▶ **Problem description**:
Only the number is wanted: count the lines in the data with "target" in them.

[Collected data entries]
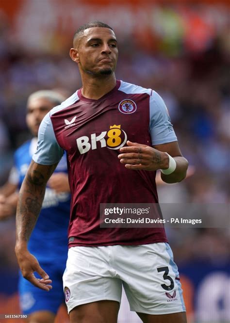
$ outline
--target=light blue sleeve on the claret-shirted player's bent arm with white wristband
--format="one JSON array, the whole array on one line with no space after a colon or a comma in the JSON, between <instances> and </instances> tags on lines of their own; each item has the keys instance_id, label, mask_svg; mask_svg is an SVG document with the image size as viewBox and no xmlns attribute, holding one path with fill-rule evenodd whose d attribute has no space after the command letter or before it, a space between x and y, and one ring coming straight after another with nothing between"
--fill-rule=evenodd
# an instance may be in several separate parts
<instances>
[{"instance_id":1,"label":"light blue sleeve on the claret-shirted player's bent arm with white wristband","mask_svg":"<svg viewBox=\"0 0 230 323\"><path fill-rule=\"evenodd\" d=\"M155 91L152 91L150 96L149 113L149 133L152 145L177 141L164 100Z\"/></svg>"}]
</instances>

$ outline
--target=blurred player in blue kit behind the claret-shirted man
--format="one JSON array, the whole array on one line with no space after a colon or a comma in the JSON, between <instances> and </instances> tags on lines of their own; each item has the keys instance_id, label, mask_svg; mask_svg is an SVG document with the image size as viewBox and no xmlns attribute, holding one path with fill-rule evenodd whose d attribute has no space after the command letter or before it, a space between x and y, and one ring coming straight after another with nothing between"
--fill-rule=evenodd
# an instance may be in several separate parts
<instances>
[{"instance_id":1,"label":"blurred player in blue kit behind the claret-shirted man","mask_svg":"<svg viewBox=\"0 0 230 323\"><path fill-rule=\"evenodd\" d=\"M0 188L0 219L14 215L20 188L37 147L37 134L43 117L64 97L59 93L42 90L28 98L26 121L33 139L15 152L14 166L8 182ZM42 267L52 273L53 288L47 293L19 277L19 298L23 314L30 323L53 323L58 308L65 302L62 275L66 268L67 228L70 212L70 193L66 155L49 179L39 219L31 235L29 250Z\"/></svg>"}]
</instances>

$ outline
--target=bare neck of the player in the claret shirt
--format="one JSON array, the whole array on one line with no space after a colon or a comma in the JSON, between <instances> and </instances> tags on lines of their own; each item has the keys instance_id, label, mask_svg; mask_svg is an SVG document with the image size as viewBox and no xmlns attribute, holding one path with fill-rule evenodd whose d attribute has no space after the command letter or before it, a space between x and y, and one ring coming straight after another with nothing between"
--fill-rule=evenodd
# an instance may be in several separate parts
<instances>
[{"instance_id":1,"label":"bare neck of the player in the claret shirt","mask_svg":"<svg viewBox=\"0 0 230 323\"><path fill-rule=\"evenodd\" d=\"M82 78L82 96L98 100L116 86L115 74L101 78Z\"/></svg>"}]
</instances>

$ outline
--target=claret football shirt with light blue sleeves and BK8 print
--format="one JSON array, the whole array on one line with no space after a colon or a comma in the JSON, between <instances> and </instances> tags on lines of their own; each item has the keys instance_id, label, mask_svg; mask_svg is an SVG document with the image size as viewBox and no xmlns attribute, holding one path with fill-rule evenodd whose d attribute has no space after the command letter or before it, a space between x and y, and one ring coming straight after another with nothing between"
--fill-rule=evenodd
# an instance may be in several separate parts
<instances>
[{"instance_id":1,"label":"claret football shirt with light blue sleeves and BK8 print","mask_svg":"<svg viewBox=\"0 0 230 323\"><path fill-rule=\"evenodd\" d=\"M33 160L54 164L67 154L69 247L166 242L164 228L100 228L100 203L158 203L155 172L129 170L117 158L127 140L177 141L163 99L124 81L98 100L81 89L43 119Z\"/></svg>"}]
</instances>

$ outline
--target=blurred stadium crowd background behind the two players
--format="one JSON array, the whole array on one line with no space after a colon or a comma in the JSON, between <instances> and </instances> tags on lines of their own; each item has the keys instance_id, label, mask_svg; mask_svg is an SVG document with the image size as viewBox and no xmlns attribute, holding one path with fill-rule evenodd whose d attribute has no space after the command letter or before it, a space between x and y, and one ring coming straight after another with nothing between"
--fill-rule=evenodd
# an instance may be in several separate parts
<instances>
[{"instance_id":1,"label":"blurred stadium crowd background behind the two players","mask_svg":"<svg viewBox=\"0 0 230 323\"><path fill-rule=\"evenodd\" d=\"M57 89L68 97L81 87L68 50L74 30L99 19L117 34L117 79L152 88L164 98L181 151L195 167L184 182L159 187L160 202L220 207L230 202L230 6L228 1L162 2L66 0L64 6L59 0L0 0L0 185L14 150L29 138L27 97L39 89ZM167 231L188 286L190 322L229 322L229 229ZM0 223L0 240L0 313L5 313L16 306L14 219ZM207 278L209 273L215 276ZM215 296L197 296L204 279L211 279ZM210 297L216 303L211 300L209 307Z\"/></svg>"}]
</instances>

▶ **Response area**:
5